Texto selecionado:
**********
Regina Pacini progrediu rapidamente graças aos ensinamentos do mestre e também graças à sua generosidade, pelos quais, aliás, soube sempre ser grata. Iniciara-se o ano de 1887. Regina Pacini tinha apenas dezasseis anos, mas as suas extraordinárias qualidades artísticas permitiam-lhe abordar facilmente o repertório operático corrente para vozes do seu tipo.
**********
Dados fornecidos:

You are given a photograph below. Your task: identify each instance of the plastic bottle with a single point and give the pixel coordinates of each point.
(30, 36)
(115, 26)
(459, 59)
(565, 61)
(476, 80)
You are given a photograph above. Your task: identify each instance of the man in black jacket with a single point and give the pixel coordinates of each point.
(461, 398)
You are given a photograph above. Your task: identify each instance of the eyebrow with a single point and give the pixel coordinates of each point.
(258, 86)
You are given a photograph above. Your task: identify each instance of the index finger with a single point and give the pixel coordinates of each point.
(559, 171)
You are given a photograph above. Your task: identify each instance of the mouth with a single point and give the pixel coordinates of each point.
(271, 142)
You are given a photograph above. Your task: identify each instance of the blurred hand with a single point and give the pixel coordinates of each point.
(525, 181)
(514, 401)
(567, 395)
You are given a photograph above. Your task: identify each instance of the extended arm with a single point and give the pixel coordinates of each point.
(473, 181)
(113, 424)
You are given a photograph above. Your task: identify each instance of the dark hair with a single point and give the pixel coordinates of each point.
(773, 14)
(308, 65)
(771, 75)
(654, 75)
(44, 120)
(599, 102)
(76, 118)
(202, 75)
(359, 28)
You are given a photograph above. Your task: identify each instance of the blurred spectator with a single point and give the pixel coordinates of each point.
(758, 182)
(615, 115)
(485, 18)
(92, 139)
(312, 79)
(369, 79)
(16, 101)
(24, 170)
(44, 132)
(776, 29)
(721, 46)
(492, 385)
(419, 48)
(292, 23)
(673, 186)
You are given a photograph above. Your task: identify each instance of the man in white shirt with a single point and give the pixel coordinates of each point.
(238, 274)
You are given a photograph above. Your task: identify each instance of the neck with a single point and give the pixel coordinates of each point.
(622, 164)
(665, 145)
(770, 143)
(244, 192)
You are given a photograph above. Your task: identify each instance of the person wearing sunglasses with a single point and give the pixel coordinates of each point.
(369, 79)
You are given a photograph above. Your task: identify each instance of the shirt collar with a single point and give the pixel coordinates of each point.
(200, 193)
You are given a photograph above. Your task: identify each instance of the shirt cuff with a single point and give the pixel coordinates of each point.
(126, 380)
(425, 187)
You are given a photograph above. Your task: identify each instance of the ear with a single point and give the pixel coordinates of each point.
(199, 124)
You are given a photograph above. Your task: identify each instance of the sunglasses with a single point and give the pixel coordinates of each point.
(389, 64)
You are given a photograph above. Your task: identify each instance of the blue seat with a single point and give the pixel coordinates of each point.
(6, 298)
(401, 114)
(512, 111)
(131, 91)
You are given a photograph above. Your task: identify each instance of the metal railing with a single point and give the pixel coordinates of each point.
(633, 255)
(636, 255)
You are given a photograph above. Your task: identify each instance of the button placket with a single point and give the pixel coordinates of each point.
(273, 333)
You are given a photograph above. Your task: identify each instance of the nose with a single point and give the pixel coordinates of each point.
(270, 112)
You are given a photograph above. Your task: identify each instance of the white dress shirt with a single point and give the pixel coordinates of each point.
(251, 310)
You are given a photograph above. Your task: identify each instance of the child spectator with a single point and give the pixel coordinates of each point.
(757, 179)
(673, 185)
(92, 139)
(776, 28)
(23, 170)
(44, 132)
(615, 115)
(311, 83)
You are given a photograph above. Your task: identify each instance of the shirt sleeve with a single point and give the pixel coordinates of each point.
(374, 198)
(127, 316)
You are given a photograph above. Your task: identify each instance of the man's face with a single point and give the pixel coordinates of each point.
**********
Enunciado do exercício: Por favor, volte a escrever o trecho do texto sobre Regina Pacini que começa com as palavras "Regina Pacini progrediu" e termina em "do seu tipo.", trocando "mestre" por "professor".

Resposta do exercício:
Regina Pacini progrediu rapidamente graças aos ensinamentos do professor e também graças à sua generosidade, pelos quais, aliás, soube sempre ser grata. Iniciara-se o ano de 1887. Regina Pacini tinha apenas dezasseis anos, mas as suas extraordinárias qualidades artísticas permitiam-lhe abordar facilmente o repertório operático corrente para vozes do seu tipo.